**Direction**. Print the whole listing exactly.

**The data**.

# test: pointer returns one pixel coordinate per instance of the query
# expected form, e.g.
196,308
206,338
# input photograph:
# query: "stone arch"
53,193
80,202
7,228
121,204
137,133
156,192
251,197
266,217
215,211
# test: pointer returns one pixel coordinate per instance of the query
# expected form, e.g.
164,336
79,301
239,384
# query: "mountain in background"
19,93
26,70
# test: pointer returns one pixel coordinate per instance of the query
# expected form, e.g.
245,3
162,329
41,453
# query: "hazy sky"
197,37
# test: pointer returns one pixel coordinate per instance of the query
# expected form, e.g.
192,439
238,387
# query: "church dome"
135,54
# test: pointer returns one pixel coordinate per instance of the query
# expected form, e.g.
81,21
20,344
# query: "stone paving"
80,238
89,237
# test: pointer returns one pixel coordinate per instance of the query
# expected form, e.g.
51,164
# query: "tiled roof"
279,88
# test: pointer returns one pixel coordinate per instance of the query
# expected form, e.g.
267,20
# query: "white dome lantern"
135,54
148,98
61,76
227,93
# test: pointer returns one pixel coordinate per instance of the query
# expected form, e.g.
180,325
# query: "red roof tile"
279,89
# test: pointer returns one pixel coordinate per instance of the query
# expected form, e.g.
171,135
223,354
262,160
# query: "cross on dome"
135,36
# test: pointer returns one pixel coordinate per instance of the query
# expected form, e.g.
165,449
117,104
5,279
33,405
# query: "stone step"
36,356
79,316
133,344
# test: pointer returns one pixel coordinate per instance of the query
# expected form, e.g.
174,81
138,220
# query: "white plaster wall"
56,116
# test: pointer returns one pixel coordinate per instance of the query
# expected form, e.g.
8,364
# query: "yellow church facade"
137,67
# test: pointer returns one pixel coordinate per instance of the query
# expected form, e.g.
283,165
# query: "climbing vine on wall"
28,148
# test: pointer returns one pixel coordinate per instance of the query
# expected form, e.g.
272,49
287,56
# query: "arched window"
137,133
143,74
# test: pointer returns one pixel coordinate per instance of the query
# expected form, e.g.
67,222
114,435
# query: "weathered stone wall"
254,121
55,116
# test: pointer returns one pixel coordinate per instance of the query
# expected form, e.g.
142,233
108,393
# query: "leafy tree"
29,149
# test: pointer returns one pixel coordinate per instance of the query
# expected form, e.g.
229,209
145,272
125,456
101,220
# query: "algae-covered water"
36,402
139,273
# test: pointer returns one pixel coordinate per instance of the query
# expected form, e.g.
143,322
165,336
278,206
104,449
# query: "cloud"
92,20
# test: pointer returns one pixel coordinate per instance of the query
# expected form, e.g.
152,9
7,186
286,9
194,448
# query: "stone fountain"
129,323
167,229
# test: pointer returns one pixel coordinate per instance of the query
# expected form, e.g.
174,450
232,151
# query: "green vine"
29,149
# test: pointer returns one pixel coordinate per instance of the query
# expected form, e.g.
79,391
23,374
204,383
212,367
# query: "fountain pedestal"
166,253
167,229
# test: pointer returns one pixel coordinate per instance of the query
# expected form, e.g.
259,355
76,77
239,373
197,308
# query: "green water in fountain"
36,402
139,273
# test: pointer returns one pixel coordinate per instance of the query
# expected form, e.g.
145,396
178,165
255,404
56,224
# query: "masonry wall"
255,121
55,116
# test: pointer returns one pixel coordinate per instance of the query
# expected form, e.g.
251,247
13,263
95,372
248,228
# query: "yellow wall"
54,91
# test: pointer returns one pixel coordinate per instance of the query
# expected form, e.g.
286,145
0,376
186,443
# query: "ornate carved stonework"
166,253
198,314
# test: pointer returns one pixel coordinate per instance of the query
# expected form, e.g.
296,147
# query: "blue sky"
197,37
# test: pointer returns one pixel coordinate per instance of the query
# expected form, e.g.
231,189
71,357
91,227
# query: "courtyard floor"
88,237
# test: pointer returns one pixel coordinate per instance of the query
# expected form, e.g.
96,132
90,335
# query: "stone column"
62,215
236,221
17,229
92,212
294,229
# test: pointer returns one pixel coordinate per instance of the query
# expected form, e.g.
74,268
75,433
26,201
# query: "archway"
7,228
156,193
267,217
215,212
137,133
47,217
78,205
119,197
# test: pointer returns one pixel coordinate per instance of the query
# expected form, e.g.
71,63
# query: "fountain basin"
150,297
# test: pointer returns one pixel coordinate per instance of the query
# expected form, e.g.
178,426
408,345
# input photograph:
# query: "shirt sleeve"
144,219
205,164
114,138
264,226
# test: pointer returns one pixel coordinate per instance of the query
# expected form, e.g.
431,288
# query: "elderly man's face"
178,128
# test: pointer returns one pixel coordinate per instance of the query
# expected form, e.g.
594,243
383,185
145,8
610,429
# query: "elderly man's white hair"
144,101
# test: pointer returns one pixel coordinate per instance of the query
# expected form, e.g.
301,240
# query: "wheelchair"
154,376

**Correct answer**.
# test: pointer returns one pixel coordinate per instance of the query
# expected form, e.g.
196,308
206,338
# input photograph:
# query: "stone arch"
53,193
80,202
7,228
121,204
137,133
156,192
251,197
266,217
215,211
# test: pointer returns one pixel coordinate per instance of the query
# expected form, e.g.
164,336
79,301
239,384
# query: "mountain in background"
19,93
26,70
# test: pointer returns one pixel coordinate per instance of the query
# expected form, e.g.
245,3
162,329
41,453
# query: "hazy sky"
197,37
# test: pointer returns one pixel coordinate per instance of the query
# expected form, e.g.
192,439
238,387
# query: "church dome"
135,54
# test: pointer returns one pixel coordinate per instance of the query
# expected form, e.g.
81,21
20,344
# query: "stone paving"
80,238
89,237
# test: pointer returns one pixel coordinate per instance of the query
# expected form, e.g.
51,164
# query: "tiled roof"
279,88
# test: pointer returns one pixel coordinate per instance of the query
# expected form, e.g.
267,20
# query: "white dome lantern"
135,54
148,98
61,76
227,93
# test: pointer returns one pixel coordinate per instance of the query
# expected form, e.g.
180,325
# query: "red roof tile"
279,89
# test: pointer returns one pixel coordinate per instance of the query
# expected form, e.g.
171,135
223,354
262,160
# query: "cross on dome"
135,36
# test: pointer returns one pixel coordinate per instance of the query
# expected form, e.g.
165,449
117,104
5,279
33,405
# query: "stone step"
36,356
79,316
133,344
# test: pointer returns one pixel coordinate per instance of the query
# expected form, e.g.
174,81
138,220
# query: "white plaster wall"
56,116
# test: pointer returns one pixel coordinate per instance of the query
# expected form, e.g.
8,364
# query: "yellow church facade"
137,67
# test: pointer returns one pixel coordinate per instance of the query
# expected form, e.g.
283,165
# query: "climbing vine on wall"
28,148
# test: pointer returns one pixel coordinate per instance of the query
# expected form, e.g.
272,49
287,56
# query: "arched window"
137,133
143,74
# test: pointer returns one pixel coordinate per instance of the query
# expected form, e.g.
67,222
114,435
# query: "weathered stone wall"
254,121
55,116
# test: pointer returns one pixel coordinate per instance of the query
# expected form, e.g.
142,233
108,393
# query: "leafy tree"
29,149
# test: pointer returns one pixel coordinate per instance of the query
# expected form, e.g.
229,209
145,272
125,456
101,220
# query: "algae-covered water"
36,402
139,273
# test: pointer returns one pixel coordinate per instance of the query
# expected form, e.g.
143,322
165,336
278,206
104,449
# query: "cloud"
92,20
# test: pointer returns one pixel coordinate per instance of the query
# expected form, e.g.
152,9
7,186
286,9
194,448
# query: "stone fountain"
129,323
167,229
# test: pointer returns one pixel coordinate per instance of the query
# expected form, e.g.
174,450
232,151
# query: "green vine"
29,149
# test: pointer returns one pixel coordinate per instance of the query
# expected form, e.g.
79,391
23,374
204,383
212,367
# query: "fountain pedestal"
166,253
167,229
# test: pointer returns one pixel coordinate per instance of the query
# expected form, e.g.
259,355
76,77
239,373
197,308
# query: "green water in fountain"
36,402
139,273
# test: pointer returns one pixel coordinate per instance of the query
# expected form, e.g.
145,396
178,165
255,404
56,224
# query: "masonry wall"
255,121
55,116
# test: pointer returns one pixel coordinate per instance of the query
# expected form, e.g.
251,247
13,263
95,372
248,228
# query: "yellow wall"
54,91
# test: pointer returns one pixel coordinate per instance of the query
# expected form, e.g.
286,145
0,376
186,443
# query: "ornate carved stonework"
166,253
198,314
# test: pointer returns one pixel coordinate per instance of the query
# expected form, e.g.
296,147
# query: "blue sky"
197,37
# test: pointer returns one pixel coordinate per instance of the query
# expected form, e.g.
231,189
71,357
91,227
# query: "courtyard floor"
88,237
# test: pointer returns one pixel coordinate per instance of the query
# expected form, e.g.
96,132
90,335
# query: "stone column"
62,215
236,221
17,229
92,212
294,229
# test: pointer returns one pixel coordinate per instance of the query
# expected form, e.g.
74,268
75,433
26,201
# query: "archway"
7,228
156,193
267,217
215,212
137,133
47,217
78,205
119,197
# test: pointer returns one pixel coordinate per instance of the query
# expected form, e.g.
71,63
# query: "fountain basin"
150,297
# test: pointer returns one pixel coordinate per instance of the query
# expected form, e.g.
178,426
408,345
# input photograph:
# query: "shirt sleeve"
144,219
205,164
114,138
264,226
# test: pointer returns one pixel coordinate per instance of the query
# expected form, e.g.
431,288
# query: "elderly man's face"
178,128
# test: pointer returns one pixel coordinate per instance of the query
# expected form, e.g.
594,243
383,185
145,8
610,429
# query: "elderly man's white hair"
144,101
# test: pointer returns one pixel coordinate per instance of the query
# expected form, e.g.
301,240
# query: "wheelchair"
154,376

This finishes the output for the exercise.